**Problem description:**
Write out the entries verbatim and leave the images out of the copy.

**Raw records:**
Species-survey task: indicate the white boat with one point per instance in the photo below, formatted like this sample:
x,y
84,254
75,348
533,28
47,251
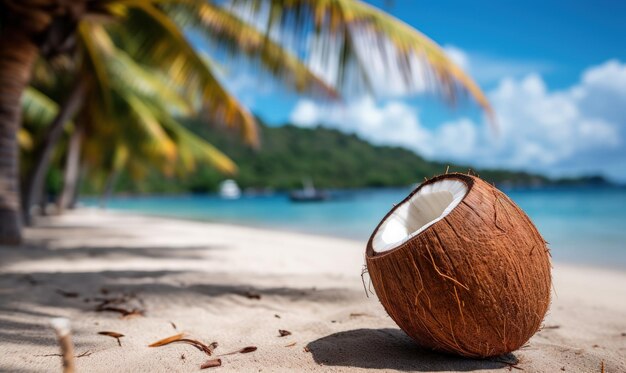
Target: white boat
x,y
229,189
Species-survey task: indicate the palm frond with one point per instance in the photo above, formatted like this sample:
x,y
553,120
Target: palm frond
x,y
193,149
156,41
125,74
38,109
350,37
228,32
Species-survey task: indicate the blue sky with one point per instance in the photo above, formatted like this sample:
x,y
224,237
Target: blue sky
x,y
555,71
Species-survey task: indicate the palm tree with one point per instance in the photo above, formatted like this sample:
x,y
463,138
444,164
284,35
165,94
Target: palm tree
x,y
134,127
195,75
346,35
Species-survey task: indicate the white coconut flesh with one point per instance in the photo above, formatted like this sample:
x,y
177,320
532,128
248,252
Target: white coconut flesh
x,y
426,207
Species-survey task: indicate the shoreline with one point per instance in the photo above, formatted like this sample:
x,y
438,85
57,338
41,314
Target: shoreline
x,y
574,264
228,283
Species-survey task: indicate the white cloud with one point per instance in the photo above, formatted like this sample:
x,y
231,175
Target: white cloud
x,y
579,129
389,123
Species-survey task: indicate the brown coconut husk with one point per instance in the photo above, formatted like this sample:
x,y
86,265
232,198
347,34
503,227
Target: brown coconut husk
x,y
476,283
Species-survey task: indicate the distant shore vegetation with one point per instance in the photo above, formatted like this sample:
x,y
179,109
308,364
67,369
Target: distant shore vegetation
x,y
290,154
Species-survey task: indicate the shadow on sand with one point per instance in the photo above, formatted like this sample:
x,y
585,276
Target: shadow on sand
x,y
391,349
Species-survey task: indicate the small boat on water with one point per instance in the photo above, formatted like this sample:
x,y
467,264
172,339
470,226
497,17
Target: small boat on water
x,y
308,193
229,189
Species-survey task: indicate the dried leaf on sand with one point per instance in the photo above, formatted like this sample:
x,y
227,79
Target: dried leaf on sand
x,y
179,338
284,333
211,363
68,294
115,335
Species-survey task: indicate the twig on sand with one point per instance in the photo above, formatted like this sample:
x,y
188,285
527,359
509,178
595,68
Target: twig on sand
x,y
62,328
283,332
244,350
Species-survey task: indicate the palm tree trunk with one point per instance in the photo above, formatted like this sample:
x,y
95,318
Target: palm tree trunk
x,y
17,56
109,187
72,168
35,182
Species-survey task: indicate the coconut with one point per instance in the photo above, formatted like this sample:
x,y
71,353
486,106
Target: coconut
x,y
461,268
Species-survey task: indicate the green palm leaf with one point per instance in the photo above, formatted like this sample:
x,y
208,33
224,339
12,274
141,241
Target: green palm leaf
x,y
156,41
346,25
231,34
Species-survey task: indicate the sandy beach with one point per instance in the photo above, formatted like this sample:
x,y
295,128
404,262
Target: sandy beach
x,y
239,286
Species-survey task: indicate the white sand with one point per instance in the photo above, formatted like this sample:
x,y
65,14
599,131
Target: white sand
x,y
196,276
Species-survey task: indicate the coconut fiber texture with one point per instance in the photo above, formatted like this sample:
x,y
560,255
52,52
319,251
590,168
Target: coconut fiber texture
x,y
476,283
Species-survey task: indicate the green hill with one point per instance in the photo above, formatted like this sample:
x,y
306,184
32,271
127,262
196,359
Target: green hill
x,y
332,159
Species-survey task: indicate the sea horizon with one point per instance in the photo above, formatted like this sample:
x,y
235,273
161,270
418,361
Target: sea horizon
x,y
582,224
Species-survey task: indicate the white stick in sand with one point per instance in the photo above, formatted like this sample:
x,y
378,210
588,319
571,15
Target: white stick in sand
x,y
61,326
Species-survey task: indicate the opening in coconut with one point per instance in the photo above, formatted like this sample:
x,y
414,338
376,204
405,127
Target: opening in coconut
x,y
426,207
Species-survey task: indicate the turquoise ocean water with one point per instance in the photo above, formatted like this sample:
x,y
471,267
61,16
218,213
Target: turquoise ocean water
x,y
582,225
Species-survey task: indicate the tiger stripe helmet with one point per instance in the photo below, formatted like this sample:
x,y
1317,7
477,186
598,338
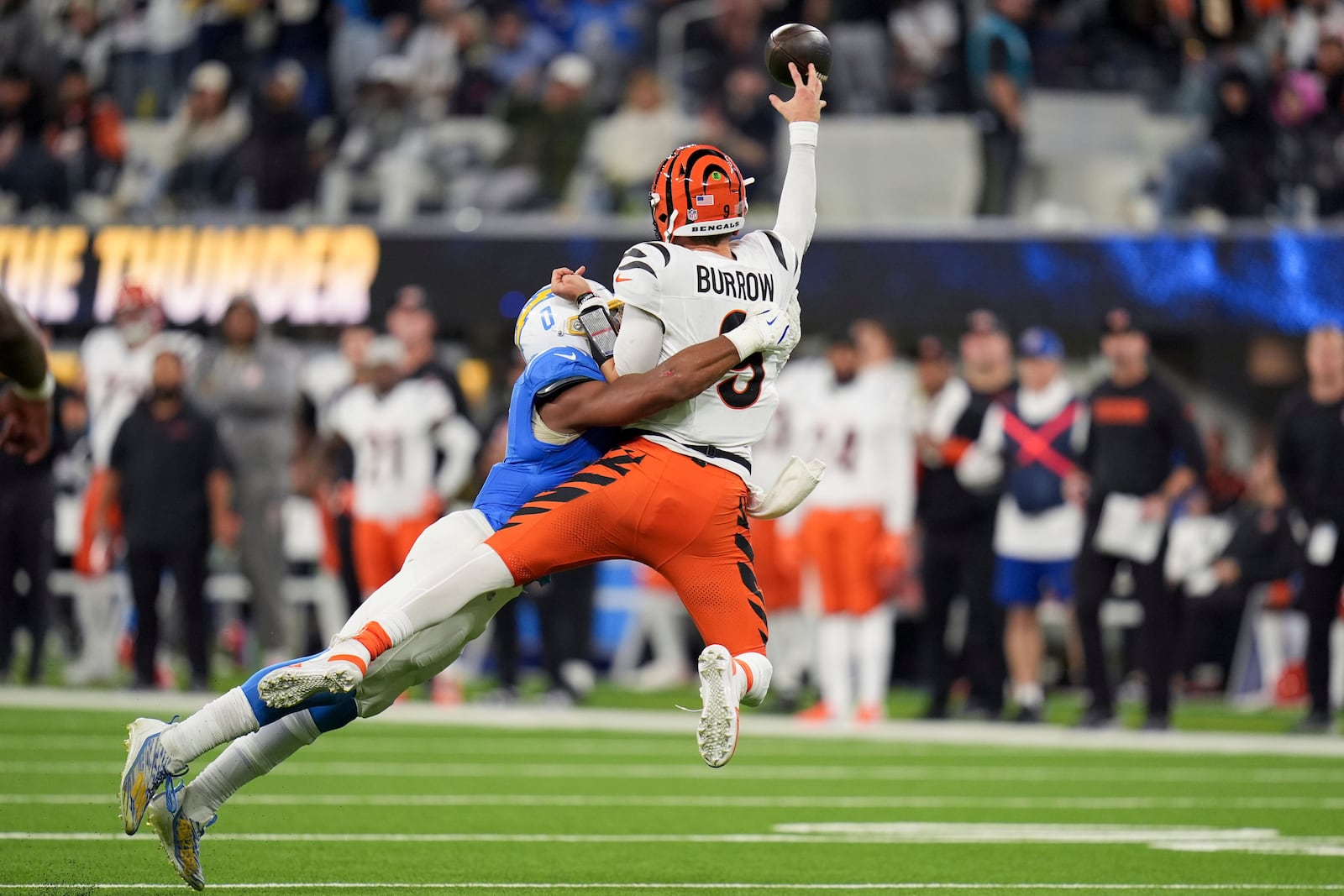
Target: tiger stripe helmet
x,y
699,191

**Right answer:**
Species-survey task: indicate the white boat with one point per instance in the photo below, formatted like this sample:
x,y
84,254
75,348
533,28
47,251
Target: white boat
x,y
229,189
Species-survey task: indicate the palm frond with one point per instance in the photo above, formatted like this sample:
x,y
553,120
Target: palm frond
x,y
193,149
156,41
125,74
38,109
350,37
228,32
Species-survey task: indicate the blue sky with one point per instance in the photo above, formatted like this sample:
x,y
224,237
Target: blue sky
x,y
555,71
Species-survey task: indicate the palm tree with one point per instance in the photo above, formatted like this sample:
x,y
463,138
444,164
284,35
165,94
Target: palm tree
x,y
134,127
195,75
346,35
Species-survey task: indicate the white coconut flesh with one point per instance in the photo above, formatted like this sample:
x,y
177,320
532,128
248,252
Target: white coconut flesh
x,y
426,207
Species-survey task: indicate the shoreline with one point per instance in the photo above, formatted like this sample:
x,y
438,85
57,338
41,314
Target: shoreline
x,y
574,264
228,283
Species-survey task: indicate the white cloud with one point per instance in the photo above, formatted like this sample:
x,y
231,175
Target: white cloud
x,y
579,129
389,123
Species-survey task: indicate the brown coconut husk with one point per instance in the photo above, formatted like this sample:
x,y
86,265
232,198
347,34
503,227
Target: brown coconut husk
x,y
476,283
Species-survey task: indicate the distant shore vegetation with one point per instance in the photo above, formatted like this sample:
x,y
179,109
308,364
67,369
Target: distant shore vegetation
x,y
290,154
Species-survey task: indicate the shadow on sand with one point per instance in the photo above, formatted like this sample:
x,y
585,276
Target: shadow on sand
x,y
391,349
Species-survey task: indicate the small boat on water with one point per instance in the photo above, formatted like this sample:
x,y
467,264
172,339
470,226
497,17
Target: small boat on water
x,y
308,193
229,189
Species-survey task: indicate the dried leaf on sand with one point per instance in the photo above, formatted like this sample:
x,y
227,79
Target: dried leaf on sand
x,y
179,338
284,333
211,363
68,294
115,335
Species-survey task: indicate the twig on sand with one point per instance in the photo above, formatted like this sample:
x,y
188,285
527,359
509,178
595,68
Target: twig on sand
x,y
62,328
283,332
244,350
Species-survey task: indicate the palm tree trunk with one point per instance in the photo above, formatted like this sample:
x,y
95,318
Target: palm tree trunk
x,y
17,56
109,187
72,168
35,182
Species-survey task: indicate the coconut with one point per instance in the photo above, formatted like this sample:
x,y
71,353
486,106
Target: coconut
x,y
461,268
Species-survey task: indicate the green palm leaf with one point per instance in the photo above, formatted like this sample:
x,y
208,33
224,339
12,274
141,241
Target: green palm leaf
x,y
156,41
346,25
231,34
Species-survey task: indicate the sandy beach with one point per instance in the photo above, formatted like this sample:
x,y
295,128
404,262
Target: sandy beach
x,y
239,286
Species-survey task: indicate the white sand with one point per instance in the photo above, formatted like this sample:
x,y
65,14
599,131
Target: white sand
x,y
196,276
Species-survey task: indicate the coconut fiber texture with one point per instance in the photo above, formatted like this sample:
x,y
560,255
52,52
319,251
590,168
Target: coconut fiber texture
x,y
476,283
Species-survey task: indicate the green hill with one point per instance in the photo above, formatted like this sample:
x,y
306,184
32,271
127,262
196,359
Target: green hill
x,y
332,159
Species-survey task: indicate the sea horizon with one point per instance in the photo above, formatted like this sample:
x,y
235,273
161,270
418,361
Target: sea horizon
x,y
582,224
Species-survey task: indicate the white stick in sand with one point per instance in the photo above, formatted like this sample:
x,y
378,210
588,319
571,15
Target: white stick in sand
x,y
61,326
Species-survey task: indicate the opening in coconut with one point per instance in the photo above, formatted like this sample:
x,y
414,338
376,204
405,127
Target: opening in coconut
x,y
426,207
Species-survey task: indicate the turquoise ocean water with one point per instance in the photo above, formatted like this sample:
x,y
471,267
61,16
218,213
Target: turquoise ocean water
x,y
582,225
Species-survey task: indicate the tiger stripe helmet with one point per instance in the photo below, formatted like this sample:
x,y
1317,7
477,186
598,338
Target: tiger stripe helmet
x,y
699,191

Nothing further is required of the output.